* Задание
Переведите на английский язык предложение из статьи о реификации: «Главный рецепт реификации – символическое наделение любых социальных явлений онтологическим статусом, независимым от человеческой деятельности».

━━━━━ Статья ━━━━━

Отсюда феномен того, что продукты человеческой деятельности (институты), объективируясь в символической и знаковой системах, приобретали статус природных явлений, или «божественных законов». «Что бы ни случилось «здесь, внизу», все это лишь бледное отражение происходящего «там, наверху»171. Главный рецепт реификации – символическое наделение любых социальных явлений онтологическим статусом, независимым от человеческой деятельности.
Благодаря режиму реификации, объективированный институциональный мир традиционного общества в символической форме сливался с миром природы (Макрокосмом). Он становился необходимостью и судьбой и существовал в качестве такового счастливо или несчастливо, в зависимости от выполнения определенных социально значимых действий, освященных «священной традицией». Миф не был заблуждением, прерассудком или фантазией, – в нем содержались все необходимые основания того социального опыта, которым обладали люди породившие его из чрева своей культуры.

━━━━━ Данные ━━━━━

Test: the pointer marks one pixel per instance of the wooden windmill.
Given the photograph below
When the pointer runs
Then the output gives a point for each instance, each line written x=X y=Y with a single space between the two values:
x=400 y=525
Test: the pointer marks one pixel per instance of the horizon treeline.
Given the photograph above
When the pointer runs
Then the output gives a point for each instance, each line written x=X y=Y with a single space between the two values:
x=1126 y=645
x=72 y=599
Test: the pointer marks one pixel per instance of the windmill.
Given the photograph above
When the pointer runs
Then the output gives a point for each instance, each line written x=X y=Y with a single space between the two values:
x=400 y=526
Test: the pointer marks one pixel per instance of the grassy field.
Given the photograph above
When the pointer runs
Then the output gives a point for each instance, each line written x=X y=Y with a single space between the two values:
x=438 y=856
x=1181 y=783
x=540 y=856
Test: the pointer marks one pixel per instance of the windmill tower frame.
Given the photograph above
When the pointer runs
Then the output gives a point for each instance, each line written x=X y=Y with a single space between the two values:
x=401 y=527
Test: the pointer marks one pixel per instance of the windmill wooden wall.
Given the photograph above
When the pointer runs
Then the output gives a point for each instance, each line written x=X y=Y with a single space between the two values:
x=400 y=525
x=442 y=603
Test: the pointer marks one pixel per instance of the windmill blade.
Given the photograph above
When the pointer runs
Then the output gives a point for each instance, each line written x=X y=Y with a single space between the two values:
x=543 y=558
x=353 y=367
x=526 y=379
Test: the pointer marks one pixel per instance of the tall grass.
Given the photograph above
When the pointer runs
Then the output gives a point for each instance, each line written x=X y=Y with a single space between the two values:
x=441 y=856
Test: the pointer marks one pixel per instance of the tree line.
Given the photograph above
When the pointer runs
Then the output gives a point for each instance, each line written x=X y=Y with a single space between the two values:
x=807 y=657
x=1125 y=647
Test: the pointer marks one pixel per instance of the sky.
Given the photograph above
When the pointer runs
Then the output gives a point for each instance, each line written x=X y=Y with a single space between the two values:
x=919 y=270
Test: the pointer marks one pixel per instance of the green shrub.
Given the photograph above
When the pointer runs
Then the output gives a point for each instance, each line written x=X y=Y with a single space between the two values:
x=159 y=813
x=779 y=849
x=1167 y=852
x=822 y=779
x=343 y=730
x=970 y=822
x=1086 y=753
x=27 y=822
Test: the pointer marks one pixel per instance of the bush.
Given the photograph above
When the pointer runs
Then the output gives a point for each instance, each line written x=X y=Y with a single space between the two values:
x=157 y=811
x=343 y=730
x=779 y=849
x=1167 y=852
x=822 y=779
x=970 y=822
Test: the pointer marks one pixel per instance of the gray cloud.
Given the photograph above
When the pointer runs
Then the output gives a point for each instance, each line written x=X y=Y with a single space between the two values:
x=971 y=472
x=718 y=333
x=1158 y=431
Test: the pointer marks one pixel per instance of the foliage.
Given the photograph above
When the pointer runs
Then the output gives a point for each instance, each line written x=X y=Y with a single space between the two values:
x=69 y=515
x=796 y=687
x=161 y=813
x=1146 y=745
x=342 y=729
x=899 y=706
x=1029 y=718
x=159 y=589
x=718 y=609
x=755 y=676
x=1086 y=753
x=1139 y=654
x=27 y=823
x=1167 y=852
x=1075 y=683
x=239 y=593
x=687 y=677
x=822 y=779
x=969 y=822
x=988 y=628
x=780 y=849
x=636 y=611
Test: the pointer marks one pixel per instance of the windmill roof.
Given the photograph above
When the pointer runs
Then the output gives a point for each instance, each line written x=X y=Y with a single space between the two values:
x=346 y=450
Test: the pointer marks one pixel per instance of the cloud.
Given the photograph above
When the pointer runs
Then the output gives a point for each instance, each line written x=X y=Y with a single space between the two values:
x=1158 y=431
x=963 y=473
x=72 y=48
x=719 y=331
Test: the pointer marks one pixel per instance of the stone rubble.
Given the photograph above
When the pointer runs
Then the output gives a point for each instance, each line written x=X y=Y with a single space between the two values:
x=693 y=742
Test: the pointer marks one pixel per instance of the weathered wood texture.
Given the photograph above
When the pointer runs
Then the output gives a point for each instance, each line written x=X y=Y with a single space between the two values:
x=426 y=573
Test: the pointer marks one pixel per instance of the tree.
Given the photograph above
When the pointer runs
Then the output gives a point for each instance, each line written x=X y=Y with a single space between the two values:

━━━━━

* Ответ
The main recipe of reification is the symbolic endowment of any social phenomena with an ontological status independent of human activity.